--- WHAT THIS EXERCISE ASKS ---
- a) Please answer these questions about the gill net thread, one per line:
(i) How long was the net, at the least?
(ii) Of the six people in the group, how many had legal papers?
(iii) What did the game warden leave in order to respond?
- b) Please pull out every line in the entries that contains the string "outline", matching case exactly.

--- SELECTION ---
# Busted!!!! Surfside Gill Netter



## makaira1

Got to Access 5 this morning @ 4:45. Thought I would take advantage of the slick calm morning and beat the heat for some topwater action early. Waded out in the dark and started throwing a black spook. Just before it really got light enough to see, I noticed three guys swimming on the third bar and they were getting kind of close but not making any noise so I just kept on fishing. As it got lighter I realized they were not swimming THEY WERE RUNNING A ******* GILL NET!!!! They had an ice chest and were pulling the fish from the net they had set during the night and putting them in the ice chest. I hollered at the nearest guy to me and asked if he saw what I did. I couldn't believe my eyes! By this time you could see twenty or more fishermen lined up on the third bar and here these guys were right in the middle of us!!

I went back to the truck and called the Operation Game Theif # but I got a repeating recording and could not get through. I called Surfside Police Dept next and got a recording there also, so I called Freport Police and they referred me to the Brazoria Co. Sherrif who finally got me a number to the Game Warden dispatch. Surfside Police, Sherrif and the Game Warden showed and we BUSTED THEIR ***. There were 6 of them total and only one had legal papers. Myself and another fisherman named Mike went out and pulled the net to find it had 42 sharks, 4 big spanish, 1 sand trout and some menhaden in it. They had ice chests at their truck with the fish they had caught during the night. The net was at least 300 feet long.

The whole thing took until about 10:00 to complete. Thanks to the Surfside Police, Brazoria Co.. Sherrif Dept., Warden Bill Bullock with the TPW and Mike for lending a hand.


----------



## Blue Water Ho

What did the law do tho thoese *** holes?


----------



## elkhunter49

Well Done Makaira1, I don't know how to send a greenie or I'd
send you one. Thanks for taking the time and being persistent
enough to get the job done. Thanks again, Later Baker


----------



## jtburf

Congrats for taking a stand ...but your going to be saddened when due to Game regulations not provided in Spanish they will get off scott free...not even deported....

Sis n Law is HPD and they are told do not even hint at asking if they are legal residents!!!!!


John


----------



## Blue Water Ho

elkhunter49 said:


> Well Done Makaira1, I don't know how to send a greenie or I'dsend you one.


I gotta it covered for you. BTW, click the little scale looking thing on the top right of a post to send green.


----------



## FishBone

Good job makaira1.


FishBone


----------



## GSMAN

Good going Maka!! Glad you were persistent and made it through to the authorities. They were probably running late and wanted to make one last drag!!!


----------



## makaira1

Thanks guys....The game warden actually left church to do his duty. 2Cool.
Not sure about what kind of reprimand they will get....if any. After it was over I left in my kayak and did not see if any of them actully got hauled off but I suspect they were just give citations.


----------



## bambinosan

A greenie for you makaira1. Good work. Too bad they can't throw the book at those guys. Can't make an illegal pay a fine if you don't know where they are. Did they have any fish in the boxes?

--- THE RECORDS ---
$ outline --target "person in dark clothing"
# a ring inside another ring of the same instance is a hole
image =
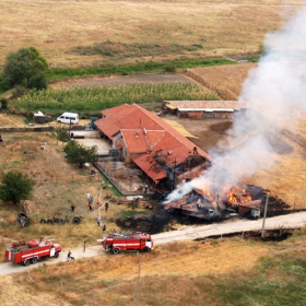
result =
[[[93,210],[93,203],[92,202],[89,202],[89,208],[90,208],[90,210]]]
[[[101,226],[101,217],[99,216],[96,219],[96,223],[97,223],[97,226]]]

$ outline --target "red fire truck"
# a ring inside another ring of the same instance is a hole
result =
[[[39,238],[30,242],[13,243],[11,247],[5,248],[5,260],[13,263],[36,263],[39,258],[55,257],[58,258],[61,251],[59,244],[54,244],[50,239]]]
[[[97,239],[105,250],[118,254],[121,250],[150,251],[153,249],[153,239],[146,233],[132,232],[128,235],[110,234],[107,237]]]

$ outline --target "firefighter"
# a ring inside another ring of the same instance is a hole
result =
[[[69,250],[68,255],[67,255],[67,261],[70,261],[71,259],[71,251]]]
[[[97,226],[101,226],[101,217],[99,216],[96,219],[96,223],[97,223]]]

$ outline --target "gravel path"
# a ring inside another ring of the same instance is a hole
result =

--- SOLUTIONS TO THE PROBLEMS ---
- a)
(i) At least 300 feet.
(ii) Only one.
(iii) Church.

- b)
$ outline --target "person in dark clothing"
$ outline --target "red fire truck"
$ outline --target "firefighter"
$ outline --target "gravel path"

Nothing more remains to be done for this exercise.